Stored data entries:
=== Section Start ===

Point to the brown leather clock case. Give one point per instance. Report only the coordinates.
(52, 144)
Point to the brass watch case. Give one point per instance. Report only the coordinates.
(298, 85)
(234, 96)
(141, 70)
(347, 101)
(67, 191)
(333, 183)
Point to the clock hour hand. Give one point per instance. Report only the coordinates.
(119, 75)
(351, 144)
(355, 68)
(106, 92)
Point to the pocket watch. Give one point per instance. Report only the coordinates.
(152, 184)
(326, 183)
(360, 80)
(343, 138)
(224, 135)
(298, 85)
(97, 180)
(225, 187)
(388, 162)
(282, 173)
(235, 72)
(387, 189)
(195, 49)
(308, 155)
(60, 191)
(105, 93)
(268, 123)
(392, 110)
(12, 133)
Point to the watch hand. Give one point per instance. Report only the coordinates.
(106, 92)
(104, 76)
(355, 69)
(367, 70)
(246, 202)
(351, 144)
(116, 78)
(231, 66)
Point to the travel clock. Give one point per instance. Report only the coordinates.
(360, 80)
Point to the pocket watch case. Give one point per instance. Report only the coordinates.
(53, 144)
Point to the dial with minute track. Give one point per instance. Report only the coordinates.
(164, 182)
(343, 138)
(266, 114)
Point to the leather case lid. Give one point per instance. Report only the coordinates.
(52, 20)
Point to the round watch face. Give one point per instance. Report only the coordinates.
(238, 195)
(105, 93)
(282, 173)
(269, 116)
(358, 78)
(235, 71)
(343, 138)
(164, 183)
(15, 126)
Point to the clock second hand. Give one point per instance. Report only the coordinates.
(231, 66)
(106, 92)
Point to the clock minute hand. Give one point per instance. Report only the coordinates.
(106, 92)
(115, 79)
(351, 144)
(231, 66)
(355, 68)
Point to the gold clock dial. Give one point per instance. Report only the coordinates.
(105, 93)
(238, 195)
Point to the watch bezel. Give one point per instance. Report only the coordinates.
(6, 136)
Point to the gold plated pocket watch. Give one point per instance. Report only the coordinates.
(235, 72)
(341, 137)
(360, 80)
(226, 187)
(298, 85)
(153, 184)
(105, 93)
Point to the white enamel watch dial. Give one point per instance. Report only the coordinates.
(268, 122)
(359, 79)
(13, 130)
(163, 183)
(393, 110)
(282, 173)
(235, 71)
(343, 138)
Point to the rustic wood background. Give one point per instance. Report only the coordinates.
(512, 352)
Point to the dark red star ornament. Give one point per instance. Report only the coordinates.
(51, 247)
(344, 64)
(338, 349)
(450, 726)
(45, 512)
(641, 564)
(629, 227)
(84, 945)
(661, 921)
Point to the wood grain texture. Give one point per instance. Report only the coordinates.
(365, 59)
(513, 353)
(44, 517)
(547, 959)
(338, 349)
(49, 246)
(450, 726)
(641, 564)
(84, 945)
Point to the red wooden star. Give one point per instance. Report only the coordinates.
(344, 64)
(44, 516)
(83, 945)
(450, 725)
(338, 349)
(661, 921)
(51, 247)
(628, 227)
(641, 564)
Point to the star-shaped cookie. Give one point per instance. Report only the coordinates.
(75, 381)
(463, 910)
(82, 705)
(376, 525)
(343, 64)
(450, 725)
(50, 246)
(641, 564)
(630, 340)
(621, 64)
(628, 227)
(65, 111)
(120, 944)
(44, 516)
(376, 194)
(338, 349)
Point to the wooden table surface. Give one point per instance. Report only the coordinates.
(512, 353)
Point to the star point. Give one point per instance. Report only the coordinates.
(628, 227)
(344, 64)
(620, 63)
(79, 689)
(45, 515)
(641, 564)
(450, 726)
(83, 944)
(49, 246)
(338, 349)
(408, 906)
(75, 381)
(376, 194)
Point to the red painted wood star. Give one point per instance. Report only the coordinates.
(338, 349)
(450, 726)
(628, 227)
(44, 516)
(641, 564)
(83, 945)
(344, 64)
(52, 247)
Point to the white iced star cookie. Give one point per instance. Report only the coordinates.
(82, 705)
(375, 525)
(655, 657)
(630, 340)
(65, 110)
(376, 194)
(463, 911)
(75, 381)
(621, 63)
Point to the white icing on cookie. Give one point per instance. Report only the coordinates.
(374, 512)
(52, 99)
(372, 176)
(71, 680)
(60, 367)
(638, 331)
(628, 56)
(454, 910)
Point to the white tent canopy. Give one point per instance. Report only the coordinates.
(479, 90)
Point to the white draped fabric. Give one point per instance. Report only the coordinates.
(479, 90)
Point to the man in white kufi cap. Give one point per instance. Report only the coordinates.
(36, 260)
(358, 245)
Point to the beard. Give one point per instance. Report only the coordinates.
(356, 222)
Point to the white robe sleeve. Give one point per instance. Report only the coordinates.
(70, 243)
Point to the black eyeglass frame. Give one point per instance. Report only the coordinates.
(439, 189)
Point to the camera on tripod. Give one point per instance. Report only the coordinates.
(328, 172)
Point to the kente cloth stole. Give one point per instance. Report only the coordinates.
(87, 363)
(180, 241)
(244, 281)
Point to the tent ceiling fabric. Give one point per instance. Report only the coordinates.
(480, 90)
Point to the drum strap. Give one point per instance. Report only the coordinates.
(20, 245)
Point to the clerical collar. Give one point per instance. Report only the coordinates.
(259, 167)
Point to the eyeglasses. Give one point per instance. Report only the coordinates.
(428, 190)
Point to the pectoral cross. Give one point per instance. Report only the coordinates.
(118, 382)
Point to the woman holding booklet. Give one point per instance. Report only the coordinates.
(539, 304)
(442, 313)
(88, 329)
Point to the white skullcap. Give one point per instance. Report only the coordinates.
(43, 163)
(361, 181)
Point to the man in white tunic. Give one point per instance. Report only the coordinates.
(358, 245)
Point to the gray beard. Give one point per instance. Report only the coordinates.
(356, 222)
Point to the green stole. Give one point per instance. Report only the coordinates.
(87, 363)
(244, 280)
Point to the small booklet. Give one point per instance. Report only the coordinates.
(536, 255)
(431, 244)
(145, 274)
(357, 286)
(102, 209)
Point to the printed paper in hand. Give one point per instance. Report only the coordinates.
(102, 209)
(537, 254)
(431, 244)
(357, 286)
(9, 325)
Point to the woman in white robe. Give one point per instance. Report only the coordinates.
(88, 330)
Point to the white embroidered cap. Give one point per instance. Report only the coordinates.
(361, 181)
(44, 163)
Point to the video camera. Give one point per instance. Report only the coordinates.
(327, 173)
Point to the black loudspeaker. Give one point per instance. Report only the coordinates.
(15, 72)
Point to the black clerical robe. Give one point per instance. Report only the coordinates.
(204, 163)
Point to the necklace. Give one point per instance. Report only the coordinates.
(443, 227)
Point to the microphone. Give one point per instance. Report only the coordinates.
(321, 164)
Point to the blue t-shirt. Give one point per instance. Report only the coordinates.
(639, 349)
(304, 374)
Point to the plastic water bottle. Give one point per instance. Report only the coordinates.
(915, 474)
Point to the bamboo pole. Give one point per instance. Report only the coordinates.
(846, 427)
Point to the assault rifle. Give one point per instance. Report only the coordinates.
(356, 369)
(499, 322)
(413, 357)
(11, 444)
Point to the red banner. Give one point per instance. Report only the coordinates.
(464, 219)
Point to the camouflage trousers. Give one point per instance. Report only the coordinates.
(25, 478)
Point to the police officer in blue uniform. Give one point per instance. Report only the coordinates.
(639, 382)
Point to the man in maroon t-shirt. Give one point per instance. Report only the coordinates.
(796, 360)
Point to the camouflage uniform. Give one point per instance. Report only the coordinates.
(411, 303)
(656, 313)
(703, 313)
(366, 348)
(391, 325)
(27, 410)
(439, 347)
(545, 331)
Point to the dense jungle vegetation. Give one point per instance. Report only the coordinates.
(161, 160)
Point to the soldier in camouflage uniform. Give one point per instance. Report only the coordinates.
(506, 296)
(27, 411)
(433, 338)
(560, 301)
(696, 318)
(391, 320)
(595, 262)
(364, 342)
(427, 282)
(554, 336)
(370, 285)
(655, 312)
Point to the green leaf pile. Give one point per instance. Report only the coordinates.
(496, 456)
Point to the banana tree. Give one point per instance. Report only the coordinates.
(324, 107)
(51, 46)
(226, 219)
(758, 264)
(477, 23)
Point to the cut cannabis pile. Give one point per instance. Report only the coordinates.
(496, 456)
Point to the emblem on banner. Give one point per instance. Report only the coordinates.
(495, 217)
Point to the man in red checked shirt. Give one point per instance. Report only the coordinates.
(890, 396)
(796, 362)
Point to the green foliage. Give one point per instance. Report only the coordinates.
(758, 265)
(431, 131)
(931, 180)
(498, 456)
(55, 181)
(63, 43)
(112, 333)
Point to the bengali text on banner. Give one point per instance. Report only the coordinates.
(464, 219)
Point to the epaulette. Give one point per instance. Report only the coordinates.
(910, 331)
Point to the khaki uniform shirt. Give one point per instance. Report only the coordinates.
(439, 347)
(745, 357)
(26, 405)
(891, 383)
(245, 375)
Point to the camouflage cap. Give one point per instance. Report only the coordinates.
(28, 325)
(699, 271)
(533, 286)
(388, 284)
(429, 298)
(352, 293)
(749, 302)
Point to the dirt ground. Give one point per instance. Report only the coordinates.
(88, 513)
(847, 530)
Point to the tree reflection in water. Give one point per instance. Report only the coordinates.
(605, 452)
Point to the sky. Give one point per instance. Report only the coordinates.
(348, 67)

=== Section End ===

Exercise goal >>
Only the lines from the one containing "Point to the emblem" through the end of the entries above belong in the answer; repeat them exactly.

Your response >>
Point to the emblem on banner. Give one point per instance. Report only the coordinates.
(495, 217)
Point to the man in red checked shirt. Give one point per instance. Report only the coordinates.
(890, 396)
(796, 362)
Point to the green foliage. Give one point per instance. Report only the coordinates.
(758, 265)
(431, 131)
(931, 180)
(498, 456)
(55, 181)
(63, 43)
(112, 333)
Point to the bengali text on banner. Give one point per instance. Report only the coordinates.
(464, 219)
Point to the epaulette. Give one point per instance. Report only the coordinates.
(910, 331)
Point to the khaki uniform shirt. Give one point per instance. Report only the coordinates.
(439, 347)
(745, 357)
(26, 405)
(891, 383)
(245, 375)
Point to the camouflage cap. Give one point per instance. Report only the coordinates.
(28, 325)
(699, 271)
(533, 286)
(388, 284)
(429, 298)
(352, 293)
(749, 302)
Point to the dirt ground. Give one point per instance. Report only the coordinates.
(88, 513)
(847, 530)
Point to the tree reflection in water. Give one point per instance. Report only the coordinates.
(605, 452)
Point to the sky. Give one point per instance. Report only the coordinates.
(348, 67)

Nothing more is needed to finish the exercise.